Object point labels
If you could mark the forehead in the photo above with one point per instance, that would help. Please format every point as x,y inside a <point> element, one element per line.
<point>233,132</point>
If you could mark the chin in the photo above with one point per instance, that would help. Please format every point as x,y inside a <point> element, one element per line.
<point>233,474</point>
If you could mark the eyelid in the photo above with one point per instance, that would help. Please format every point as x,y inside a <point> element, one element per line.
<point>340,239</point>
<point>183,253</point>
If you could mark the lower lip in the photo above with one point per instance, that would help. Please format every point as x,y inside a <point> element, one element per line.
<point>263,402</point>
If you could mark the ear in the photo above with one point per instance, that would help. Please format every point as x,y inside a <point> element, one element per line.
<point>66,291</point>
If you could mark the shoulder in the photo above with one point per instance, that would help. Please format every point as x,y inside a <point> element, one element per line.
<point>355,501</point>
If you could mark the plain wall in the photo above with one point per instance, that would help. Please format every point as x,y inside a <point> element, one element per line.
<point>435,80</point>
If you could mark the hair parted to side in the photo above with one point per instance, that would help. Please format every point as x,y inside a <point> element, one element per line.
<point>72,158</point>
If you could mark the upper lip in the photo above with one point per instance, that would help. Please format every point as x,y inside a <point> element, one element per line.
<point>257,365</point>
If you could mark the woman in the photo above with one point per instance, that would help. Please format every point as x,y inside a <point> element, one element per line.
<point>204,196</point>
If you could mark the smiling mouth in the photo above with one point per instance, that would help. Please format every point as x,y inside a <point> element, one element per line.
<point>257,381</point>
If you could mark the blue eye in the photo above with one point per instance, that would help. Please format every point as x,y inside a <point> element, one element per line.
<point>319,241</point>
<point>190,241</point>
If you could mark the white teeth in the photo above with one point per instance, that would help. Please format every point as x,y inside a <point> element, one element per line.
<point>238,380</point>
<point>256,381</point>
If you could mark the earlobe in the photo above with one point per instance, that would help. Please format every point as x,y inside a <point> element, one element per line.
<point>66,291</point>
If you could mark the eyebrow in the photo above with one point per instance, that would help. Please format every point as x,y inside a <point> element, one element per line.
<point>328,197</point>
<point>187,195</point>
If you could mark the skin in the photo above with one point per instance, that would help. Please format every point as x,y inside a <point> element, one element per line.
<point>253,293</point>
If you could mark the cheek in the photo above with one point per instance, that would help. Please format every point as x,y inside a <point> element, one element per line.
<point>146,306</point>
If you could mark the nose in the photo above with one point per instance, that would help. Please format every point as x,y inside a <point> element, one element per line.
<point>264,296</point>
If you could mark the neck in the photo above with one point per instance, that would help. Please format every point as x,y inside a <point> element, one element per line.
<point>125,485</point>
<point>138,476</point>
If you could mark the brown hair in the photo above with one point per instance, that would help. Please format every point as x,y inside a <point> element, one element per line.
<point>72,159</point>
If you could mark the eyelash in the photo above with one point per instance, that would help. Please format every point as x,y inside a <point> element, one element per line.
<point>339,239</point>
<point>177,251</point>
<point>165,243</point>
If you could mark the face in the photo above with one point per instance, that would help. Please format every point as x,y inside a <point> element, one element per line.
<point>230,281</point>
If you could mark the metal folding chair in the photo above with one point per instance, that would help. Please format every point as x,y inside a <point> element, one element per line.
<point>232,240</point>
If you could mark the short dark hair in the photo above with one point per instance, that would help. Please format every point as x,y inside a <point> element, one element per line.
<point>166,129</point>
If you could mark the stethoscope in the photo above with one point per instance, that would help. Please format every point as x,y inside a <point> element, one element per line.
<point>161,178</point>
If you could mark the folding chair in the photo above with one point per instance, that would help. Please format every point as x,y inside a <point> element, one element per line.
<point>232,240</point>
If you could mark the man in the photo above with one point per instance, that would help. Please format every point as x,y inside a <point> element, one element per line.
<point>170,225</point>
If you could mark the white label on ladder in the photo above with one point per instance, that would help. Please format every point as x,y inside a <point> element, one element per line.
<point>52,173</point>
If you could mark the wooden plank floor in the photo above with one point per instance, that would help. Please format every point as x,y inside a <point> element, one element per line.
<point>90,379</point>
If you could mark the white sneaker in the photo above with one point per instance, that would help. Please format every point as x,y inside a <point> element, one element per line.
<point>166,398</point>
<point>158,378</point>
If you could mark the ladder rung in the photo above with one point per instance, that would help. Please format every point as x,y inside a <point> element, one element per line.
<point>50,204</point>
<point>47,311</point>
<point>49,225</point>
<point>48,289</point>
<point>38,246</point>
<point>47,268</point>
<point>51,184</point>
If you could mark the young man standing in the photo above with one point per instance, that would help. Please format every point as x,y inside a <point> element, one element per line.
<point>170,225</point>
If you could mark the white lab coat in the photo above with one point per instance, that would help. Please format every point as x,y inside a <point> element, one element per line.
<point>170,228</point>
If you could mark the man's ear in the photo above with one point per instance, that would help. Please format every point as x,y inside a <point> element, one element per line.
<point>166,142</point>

• _Task objective_:
Quote the full listing above, keeping every line unchanged.

• _Answer to this exercise_:
If you could mark the forehead in the photo above with one point per instance, that would help. Please format every point as x,y inside a <point> element, one element per line.
<point>233,132</point>
If you could mark the chin in the photo above with one point per instance, that would help. Please format every point as x,y inside a <point> element, one element per line.
<point>233,474</point>
If you could mark the eyelid in the photo above with one point per instance, that would help. Please format every point as x,y inside a <point> element, one element per line.
<point>340,239</point>
<point>183,253</point>
If you could mark the lower lip in the photo above with one point per instance, that would help. Please format every point as x,y inside a <point> element, one element per line.
<point>263,402</point>
If you could mark the ear in the photo above with one point per instance, that would help. Please format every point as x,y inside a <point> element, one element per line.
<point>66,291</point>
If you could mark the shoulder in the photo above with one point per instance, that would help. Please format every point as x,y inside a <point> element, one element per line.
<point>355,501</point>
If you could mark the plain wall in the photo above with one point per instance, that would help. Please format every point as x,y inside a <point> element, one element per line.
<point>435,80</point>
If you could mark the hair parted to side in the photo above with one point per instance, that would help. Please format every point as x,y inside a <point> element, one element per line.
<point>72,158</point>
If you could mark the upper lip in the photo above with one point per instance, that would help. Please format every point as x,y inside a <point> element, one element per line.
<point>257,365</point>
If you could mark the woman in the photo above with one point per instance, that would help. Please format every point as x,y inside a <point> element, one element per line.
<point>204,196</point>
If you could mark the smiling mouth in the photo above with one point per instance, that would help. Please format every point as x,y inside a <point> element, one element per line.
<point>257,381</point>
If you could mark the blue eye in the photo above with one point per instance, that would help. Please format every point as x,y inside a <point> element, one element per line.
<point>319,241</point>
<point>190,241</point>
If you could mark the white teeth in the photo above with one point per instance, that would help. Please format every point as x,y inside a <point> element, one element per line.
<point>238,380</point>
<point>256,381</point>
If you could mark the earlobe in the photo above with one point per instance, that would help. Please format every point as x,y inside a <point> element, one element per line.
<point>66,291</point>
If you could mark the eyebrow in the photo above with one point per instance, that would help. Please format every point as x,y inside a <point> element, one element per line.
<point>328,197</point>
<point>187,195</point>
If you could mark the skin in the photo above with one point per instance, that would help. Please format every point as x,y inside a <point> element, one element per line.
<point>253,293</point>
If you could mark the cheek in the photo above with one point per instance, that would help. Please format every point as x,y inside a <point> element, one element per line.
<point>146,306</point>
If you could mark the nose in the photo above with one point per instance, that would help. Please format every point as x,y inside a <point> element, one element per line.
<point>264,296</point>
If you could mark the neck in the photo above with one point per instance, that would help. Please format every point as x,y inside a <point> element, one element per line.
<point>125,485</point>
<point>138,476</point>
If you could mark the brown hair in the photo above with one point per instance, that would help. Please format every point as x,y inside a <point> element, one element per line.
<point>72,159</point>
If you could mark the eyelash in the photo above with one point per instance, that would help. Please format every point as x,y inside a <point> element, one element per line.
<point>339,239</point>
<point>177,251</point>
<point>165,243</point>
If you could mark the face in the photo above with one point per instance, that would help. Please format every point as x,y inside a <point> element, one element per line.
<point>230,281</point>
If you could mark the metal folding chair in the photo above with one point per instance, that would help. Please format every point as x,y inside a <point> element, one element per line.
<point>232,240</point>
If you could mark the short dark hair in the photo above with one point per instance, that would help. Please format every point as x,y inside a <point> element, one element per line.
<point>166,129</point>
If you could mark the stethoscope in the photo above with one point per instance, that would help. Please format every point as x,y inside a <point> element, one element per line.
<point>161,178</point>
If you could mark the folding chair in the photo above with one point per instance, that would help. Please format every point as x,y inside a <point> element, one element per line.
<point>232,240</point>
If you could mark the man in the photo above with one point per instance, that would help. Please format every point as x,y inside a <point> element, one element per line.
<point>170,225</point>
If you could mark the white label on ladder in the photo above with one point per instance, that would help. Please format every point as x,y inside a <point> element, one element per line.
<point>52,173</point>
If you could mark the wooden plank floor in the photo above with one point per instance, that would help. Please format every point as x,y inside a <point> element, one element per line.
<point>90,379</point>
If you could mark the white sneaker in the photo above with one point per instance, that would help. Please format every point as x,y inside a <point> element, one element per line.
<point>166,398</point>
<point>158,378</point>
If you could mark the ladder rung in the photo above with one point per instance, that would help. Please format every point as x,y inside a <point> element, one element per line.
<point>50,204</point>
<point>47,311</point>
<point>49,225</point>
<point>48,289</point>
<point>38,246</point>
<point>47,268</point>
<point>51,184</point>
If you could mark the young man standing in the photo above with one point per instance, that would help. Please format every point as x,y inside a <point> element, one element per line.
<point>170,225</point>
If you could mark the white lab coat in the photo above with one point per instance, that would help. Please format every point as x,y inside a <point> element, one element per line.
<point>170,228</point>
If you could mark the man's ear in the photo above with one point per instance, that would help. Please format every point as x,y inside a <point> element, one element per line.
<point>166,142</point>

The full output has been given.